Source document Block Start
On June 30, 2006, a judge ruled that Couey's confession was inadmissible in court because when it was recorded police had not granted Couey's requests for a lawyer, thereby rendering the confession invalid and unreliable under the Fifth and Sixth Amendments of the United States Constitution. Over Couey's objection, the trial court ruled that all evidence collected after the confession, including the recovery of Lunsford's body, would be admitted, as would incriminating statements allegedly made by Couey to investigators and a jail guard.

==Conviction==

===Criminal proceedings===
The trial was moved to Miami after officials were unable to seat an impartial jury in Citrus County where the trial was first scheduled to be held.

On March 7, 2007, Couey was found guilty of all charges in relation to Lunsford's death, including first degree murder, kidnapping, burglary with assault or battery upon any person, and capital sexual battery. The jury deliberated for four hours, tasked with recommending either life in prison without the possibility of parole or the death penalty, the only two possible sentences available under Florida law. A week later, after about one hour and 15 minutes of deliberation, a jury recommended Couey be put to death. The case was appealed to the Florida Supreme Court.

On August 11, 2007, a jury overseeing the Lunsford case voted 10-2 that Couey be eligible for the death sentence. Defense for Couey argued that he had suffered from a lifetime of emotional abuse and had a below normal IQ, which would enable him to avoid a death sentence under a 2002 Supreme Court ruling prohibiting the execution of mentally handicapped people. However, the most credible intelligence test rated Couey's IQ at 78, above the standard accepted level of intellectual disability, which is 70.
Source document Block End
Provided records Block Start
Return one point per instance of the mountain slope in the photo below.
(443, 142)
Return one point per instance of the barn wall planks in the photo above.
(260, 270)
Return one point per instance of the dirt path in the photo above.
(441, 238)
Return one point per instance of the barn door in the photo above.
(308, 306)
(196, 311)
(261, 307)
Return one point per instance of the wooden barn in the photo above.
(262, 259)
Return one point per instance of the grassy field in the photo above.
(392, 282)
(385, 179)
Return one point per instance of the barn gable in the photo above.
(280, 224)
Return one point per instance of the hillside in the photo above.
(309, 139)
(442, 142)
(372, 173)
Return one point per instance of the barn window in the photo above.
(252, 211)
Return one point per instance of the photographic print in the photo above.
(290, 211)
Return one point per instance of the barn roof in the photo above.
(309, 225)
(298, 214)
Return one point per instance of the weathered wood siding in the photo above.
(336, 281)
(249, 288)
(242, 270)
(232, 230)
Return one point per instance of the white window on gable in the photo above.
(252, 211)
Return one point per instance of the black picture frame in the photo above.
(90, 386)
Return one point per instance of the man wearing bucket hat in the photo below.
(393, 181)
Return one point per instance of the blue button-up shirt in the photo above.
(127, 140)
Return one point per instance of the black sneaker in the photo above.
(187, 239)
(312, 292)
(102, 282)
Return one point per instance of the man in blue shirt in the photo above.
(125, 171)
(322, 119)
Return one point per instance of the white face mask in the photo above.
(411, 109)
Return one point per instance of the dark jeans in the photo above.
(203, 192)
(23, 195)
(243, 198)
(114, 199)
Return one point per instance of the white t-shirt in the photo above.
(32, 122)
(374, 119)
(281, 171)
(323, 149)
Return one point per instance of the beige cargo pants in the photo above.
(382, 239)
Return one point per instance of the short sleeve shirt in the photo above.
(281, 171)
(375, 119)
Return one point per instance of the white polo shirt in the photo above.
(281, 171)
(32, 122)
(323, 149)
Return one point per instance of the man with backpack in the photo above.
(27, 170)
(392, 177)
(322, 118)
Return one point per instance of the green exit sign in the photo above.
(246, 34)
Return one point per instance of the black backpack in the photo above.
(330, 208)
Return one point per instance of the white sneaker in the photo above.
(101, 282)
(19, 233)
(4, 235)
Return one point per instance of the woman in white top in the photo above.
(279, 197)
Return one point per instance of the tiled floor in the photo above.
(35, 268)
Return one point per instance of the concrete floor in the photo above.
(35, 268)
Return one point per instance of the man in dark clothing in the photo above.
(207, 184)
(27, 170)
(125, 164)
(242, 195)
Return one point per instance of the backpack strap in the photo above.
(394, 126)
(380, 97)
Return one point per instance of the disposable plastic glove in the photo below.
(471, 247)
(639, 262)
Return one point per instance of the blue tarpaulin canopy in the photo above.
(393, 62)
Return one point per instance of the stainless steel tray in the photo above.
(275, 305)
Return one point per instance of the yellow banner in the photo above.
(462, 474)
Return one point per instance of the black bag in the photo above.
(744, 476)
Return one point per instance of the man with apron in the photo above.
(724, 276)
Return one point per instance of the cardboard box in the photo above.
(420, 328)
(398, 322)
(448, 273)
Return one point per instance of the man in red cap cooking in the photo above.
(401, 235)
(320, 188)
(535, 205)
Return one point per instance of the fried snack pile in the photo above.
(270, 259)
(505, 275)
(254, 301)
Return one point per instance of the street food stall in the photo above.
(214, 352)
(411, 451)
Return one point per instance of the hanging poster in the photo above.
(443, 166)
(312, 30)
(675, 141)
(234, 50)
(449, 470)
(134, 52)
Provided records Block End
(What you are asked to do) Decide whether each statement agrees with the passage on Couey's trial, answering yes or no and quoting the passage's deciding words exactly: (a) The trial was moved to Miami because an impartial jury could not be seated in Citrus County. (b) The trial court kept the recovery of Lunsford's body out of evidence. (c) The most credible intelligence test rated Couey's IQ below 70.

(Response below)
(a) Yes: "The trial was moved to Miami after officials were unable to seat an impartial jury in Citrus County"
(b) No: "all evidence collected after the confession, including the recovery of Lunsford's body, would be admitted"
(c) No: "the most credible intelligence test rated Couey's IQ at 78"